===== LISTING =====
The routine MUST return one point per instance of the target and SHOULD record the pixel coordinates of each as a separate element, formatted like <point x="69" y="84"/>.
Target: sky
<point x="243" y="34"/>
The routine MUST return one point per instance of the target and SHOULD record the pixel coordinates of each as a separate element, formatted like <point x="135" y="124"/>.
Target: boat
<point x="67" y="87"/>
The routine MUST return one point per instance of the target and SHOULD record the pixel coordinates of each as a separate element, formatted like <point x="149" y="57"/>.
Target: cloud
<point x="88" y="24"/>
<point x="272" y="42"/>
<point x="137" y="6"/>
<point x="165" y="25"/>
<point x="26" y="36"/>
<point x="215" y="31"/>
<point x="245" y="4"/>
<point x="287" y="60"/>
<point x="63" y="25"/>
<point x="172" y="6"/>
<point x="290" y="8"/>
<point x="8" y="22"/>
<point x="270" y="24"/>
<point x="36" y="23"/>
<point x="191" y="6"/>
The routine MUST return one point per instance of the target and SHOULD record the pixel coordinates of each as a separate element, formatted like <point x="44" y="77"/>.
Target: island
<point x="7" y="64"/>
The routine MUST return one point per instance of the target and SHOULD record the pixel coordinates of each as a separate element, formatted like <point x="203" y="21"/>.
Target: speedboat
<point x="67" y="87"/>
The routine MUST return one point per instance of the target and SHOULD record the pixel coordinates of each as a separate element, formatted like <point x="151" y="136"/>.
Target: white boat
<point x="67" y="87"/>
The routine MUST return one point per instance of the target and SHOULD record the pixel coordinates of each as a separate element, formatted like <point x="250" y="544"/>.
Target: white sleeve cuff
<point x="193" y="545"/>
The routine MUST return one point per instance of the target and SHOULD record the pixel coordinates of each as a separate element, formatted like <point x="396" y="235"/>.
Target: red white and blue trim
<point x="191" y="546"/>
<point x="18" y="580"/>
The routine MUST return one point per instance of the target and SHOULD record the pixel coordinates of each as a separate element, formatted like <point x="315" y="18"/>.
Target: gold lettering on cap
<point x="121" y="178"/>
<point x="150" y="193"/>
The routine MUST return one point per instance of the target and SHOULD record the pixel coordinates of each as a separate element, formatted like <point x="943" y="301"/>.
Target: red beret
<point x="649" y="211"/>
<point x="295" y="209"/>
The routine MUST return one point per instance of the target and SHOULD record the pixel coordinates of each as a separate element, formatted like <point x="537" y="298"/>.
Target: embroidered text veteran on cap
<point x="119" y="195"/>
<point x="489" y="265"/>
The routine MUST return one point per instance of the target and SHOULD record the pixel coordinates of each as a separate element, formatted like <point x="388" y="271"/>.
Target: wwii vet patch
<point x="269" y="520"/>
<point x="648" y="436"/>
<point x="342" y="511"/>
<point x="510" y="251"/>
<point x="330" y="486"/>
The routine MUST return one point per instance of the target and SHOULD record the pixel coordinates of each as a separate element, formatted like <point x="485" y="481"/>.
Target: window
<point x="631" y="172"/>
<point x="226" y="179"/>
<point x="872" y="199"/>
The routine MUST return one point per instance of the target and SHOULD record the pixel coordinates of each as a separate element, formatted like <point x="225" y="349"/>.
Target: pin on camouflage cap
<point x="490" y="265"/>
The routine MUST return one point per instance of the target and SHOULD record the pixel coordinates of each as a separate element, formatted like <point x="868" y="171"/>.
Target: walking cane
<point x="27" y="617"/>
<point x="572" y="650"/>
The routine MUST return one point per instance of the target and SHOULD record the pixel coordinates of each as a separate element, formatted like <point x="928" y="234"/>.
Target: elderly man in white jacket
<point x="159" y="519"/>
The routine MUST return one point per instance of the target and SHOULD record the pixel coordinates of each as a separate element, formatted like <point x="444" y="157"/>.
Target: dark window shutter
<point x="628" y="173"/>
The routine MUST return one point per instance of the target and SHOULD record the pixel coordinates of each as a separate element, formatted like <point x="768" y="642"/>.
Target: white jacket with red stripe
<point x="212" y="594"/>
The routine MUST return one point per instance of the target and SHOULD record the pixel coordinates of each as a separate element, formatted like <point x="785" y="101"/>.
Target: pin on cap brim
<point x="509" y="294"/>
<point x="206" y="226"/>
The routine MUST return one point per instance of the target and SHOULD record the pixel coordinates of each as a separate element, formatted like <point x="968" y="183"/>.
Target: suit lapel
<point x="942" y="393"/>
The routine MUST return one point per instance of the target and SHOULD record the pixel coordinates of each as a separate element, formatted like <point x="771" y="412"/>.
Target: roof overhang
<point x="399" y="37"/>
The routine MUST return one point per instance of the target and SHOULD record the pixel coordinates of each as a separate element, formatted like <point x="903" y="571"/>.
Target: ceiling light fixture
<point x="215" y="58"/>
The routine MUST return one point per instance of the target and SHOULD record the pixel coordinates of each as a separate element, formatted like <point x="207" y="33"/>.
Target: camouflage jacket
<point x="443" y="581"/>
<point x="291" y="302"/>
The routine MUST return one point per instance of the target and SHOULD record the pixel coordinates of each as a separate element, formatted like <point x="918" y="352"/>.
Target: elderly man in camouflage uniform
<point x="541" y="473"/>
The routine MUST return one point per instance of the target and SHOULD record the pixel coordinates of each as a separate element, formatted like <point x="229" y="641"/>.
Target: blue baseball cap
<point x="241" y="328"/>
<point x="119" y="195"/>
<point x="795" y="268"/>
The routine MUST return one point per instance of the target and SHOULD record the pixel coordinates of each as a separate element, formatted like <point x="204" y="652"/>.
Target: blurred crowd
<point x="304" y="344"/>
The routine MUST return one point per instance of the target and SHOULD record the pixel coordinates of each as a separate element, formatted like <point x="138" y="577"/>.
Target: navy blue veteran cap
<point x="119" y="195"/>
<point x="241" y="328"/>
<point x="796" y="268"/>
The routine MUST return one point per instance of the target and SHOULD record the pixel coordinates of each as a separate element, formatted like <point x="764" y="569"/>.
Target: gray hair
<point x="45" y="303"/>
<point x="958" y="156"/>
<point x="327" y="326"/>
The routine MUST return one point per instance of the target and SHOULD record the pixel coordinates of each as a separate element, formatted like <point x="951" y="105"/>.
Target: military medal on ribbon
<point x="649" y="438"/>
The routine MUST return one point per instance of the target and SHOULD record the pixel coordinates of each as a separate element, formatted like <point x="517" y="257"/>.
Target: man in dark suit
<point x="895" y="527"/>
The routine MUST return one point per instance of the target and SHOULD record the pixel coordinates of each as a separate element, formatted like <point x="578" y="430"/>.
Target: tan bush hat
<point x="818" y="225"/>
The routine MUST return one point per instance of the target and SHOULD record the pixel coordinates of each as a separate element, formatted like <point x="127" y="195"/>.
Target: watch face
=====
EXERCISE OBJECTIVE >>
Working from the material above, retype it in its entirety without change.

THE ANSWER >>
The routine MUST return one point per instance of the target and SHOULD record the pixel coordinates of each as a separate element, formatted like <point x="69" y="84"/>.
Target: sky
<point x="243" y="34"/>
The routine MUST return one point per instance of the target and SHOULD record the pixel coordinates of each as a separate element, formatted like <point x="135" y="124"/>.
Target: boat
<point x="67" y="87"/>
The routine MUST return one point per instance of the target and SHOULD record the pixel coordinates of each as a separate element, formatted like <point x="149" y="57"/>.
Target: cloud
<point x="88" y="24"/>
<point x="272" y="42"/>
<point x="137" y="6"/>
<point x="165" y="25"/>
<point x="26" y="36"/>
<point x="215" y="31"/>
<point x="245" y="4"/>
<point x="287" y="60"/>
<point x="63" y="25"/>
<point x="172" y="6"/>
<point x="290" y="8"/>
<point x="8" y="22"/>
<point x="270" y="24"/>
<point x="36" y="23"/>
<point x="191" y="6"/>
The routine MUST return one point per instance of the target and SHOULD record the pixel coordinates of each as a separate element, formatted like <point x="44" y="77"/>.
Target: island
<point x="7" y="64"/>
The routine MUST return one point per instance of the target and SHOULD record the pixel coordinates of each as a separate element, formatted like <point x="203" y="21"/>.
Target: speedboat
<point x="67" y="87"/>
The routine MUST return one point per instance of the target and SHOULD record the pixel coordinates of each as a separate element, formatted like <point x="151" y="136"/>.
Target: white boat
<point x="67" y="87"/>
The routine MUST return one point per instance of the target and SHOULD record the pixel coordinates of each as a separate element, formatted like <point x="250" y="544"/>.
Target: white sleeve cuff
<point x="193" y="545"/>
The routine MUST return one point per instance of the target and SHOULD record the pixel coordinates of each as a separate element, formatted like <point x="396" y="235"/>.
Target: red white and blue trim
<point x="191" y="546"/>
<point x="18" y="580"/>
The routine MUST return one point per instance of the target and SHOULD record the pixel coordinates of each as a separate element, formatted like <point x="315" y="18"/>.
Target: gold lettering on cap
<point x="121" y="178"/>
<point x="150" y="193"/>
The routine MUST return one point per instance of the target and SHOULD record the pixel coordinates of each as a separate element, formatted like <point x="943" y="301"/>.
Target: red beret
<point x="649" y="211"/>
<point x="295" y="209"/>
The routine MUST return one point per instance of the target and SHOULD record the pixel coordinates of each as a separate element, formatted like <point x="537" y="298"/>.
Target: embroidered text veteran on cap
<point x="119" y="195"/>
<point x="489" y="265"/>
The routine MUST return one point per instance of the target and SHOULD record the pixel coordinates of each as a separate element, formatted like <point x="388" y="271"/>.
Target: wwii vet patch
<point x="269" y="520"/>
<point x="648" y="436"/>
<point x="342" y="511"/>
<point x="510" y="251"/>
<point x="330" y="486"/>
The routine MUST return one point per instance of the target and SHOULD record the pixel coordinates of each as a separate element, formatted like <point x="485" y="481"/>.
Target: window
<point x="631" y="172"/>
<point x="226" y="179"/>
<point x="872" y="199"/>
The routine MUST return one point per instance of the target and SHOULD record the pixel coordinates of each as a separate element, formatted like <point x="225" y="349"/>.
Target: pin on camouflage cap
<point x="490" y="265"/>
The routine MUST return one point per instance of the target and SHOULD record the pixel coordinates of each as a separate element, formatted like <point x="868" y="171"/>.
Target: walking cane
<point x="27" y="617"/>
<point x="572" y="650"/>
The routine MUST return one point per instance of the target and SHOULD record the pixel coordinates of each as a separate element, formatted like <point x="928" y="234"/>.
Target: elderly man in white jacket
<point x="159" y="519"/>
The routine MUST return one point per instance of the target and SHOULD record the pixel coordinates of each as a separate element, formatted like <point x="444" y="157"/>.
Target: dark window shutter
<point x="628" y="173"/>
The routine MUST return one point per instance of the target and SHOULD record the pixel coordinates of each as a separate element, formatted like <point x="768" y="642"/>.
Target: white jacket with red stripe
<point x="212" y="594"/>
The routine MUST return one point per instance of the target and SHOULD record the pixel coordinates of each as a separate element, formatted like <point x="785" y="101"/>.
Target: pin on cap brim
<point x="509" y="294"/>
<point x="206" y="226"/>
The routine MUST return one point per instance of the target and SHOULD record the pixel coordinates of each as a separate element, formatted like <point x="968" y="183"/>.
Target: suit lapel
<point x="942" y="393"/>
The routine MUST return one point per instance of the target and SHOULD record the pixel coordinates of each as a separate element, formatted like <point x="771" y="412"/>.
Target: roof overhang
<point x="399" y="37"/>
The routine MUST return one point per instance of the target and SHOULD record the pixel coordinates of each as a separate element, formatted like <point x="903" y="571"/>.
Target: ceiling light fixture
<point x="215" y="58"/>
The routine MUST return one point per instance of the target and SHOULD record the pixel coordinates of each as a separate element, formatted like <point x="207" y="33"/>.
Target: camouflage jacket
<point x="443" y="581"/>
<point x="291" y="302"/>
The routine MUST return one point per instance of the target and SHOULD record the pixel coordinates of each as a separate element, formatted like <point x="918" y="352"/>.
Target: elderly man in camouflage uniform
<point x="541" y="473"/>
The routine MUST return one point per instance of the target and SHOULD record the pixel coordinates of each as a separate element, formatted like <point x="229" y="641"/>.
Target: blue baseball cap
<point x="241" y="328"/>
<point x="119" y="195"/>
<point x="795" y="268"/>
The routine MUST return one point per instance of the target and SHOULD record the pixel coordinates of each as a separate element, formatted like <point x="204" y="652"/>.
Target: blurred crowd
<point x="304" y="344"/>
The routine MUST return one point per instance of the target and SHOULD record the pixel coordinates of each as a separate element, formatted like <point x="138" y="577"/>.
Target: navy blue veteran cap
<point x="119" y="195"/>
<point x="241" y="328"/>
<point x="796" y="268"/>
The routine MUST return one point per instance of the target and SHOULD record the pixel coordinates of each as a separate element, formatted like <point x="764" y="569"/>.
Target: gray hair
<point x="45" y="303"/>
<point x="958" y="156"/>
<point x="327" y="326"/>
The routine MUST return one point per instance of the target and SHOULD record the pixel coordinates of each as a separate element, formatted like <point x="951" y="105"/>.
Target: military medal on ribbon
<point x="649" y="438"/>
The routine MUST return one point per instance of the target and SHOULD record the pixel coordinates of each as a separate element, formatted like <point x="517" y="257"/>.
Target: man in dark suit
<point x="895" y="527"/>
The routine MUST return one point per instance of the target and SHOULD record the pixel coordinates of each as a separate element, formatted like <point x="578" y="430"/>.
Target: tan bush hat
<point x="818" y="225"/>
The routine MUST return one point per instance of the target and SHOULD record the pixel coordinates of each as a separate element, formatted like <point x="127" y="195"/>.
Target: watch face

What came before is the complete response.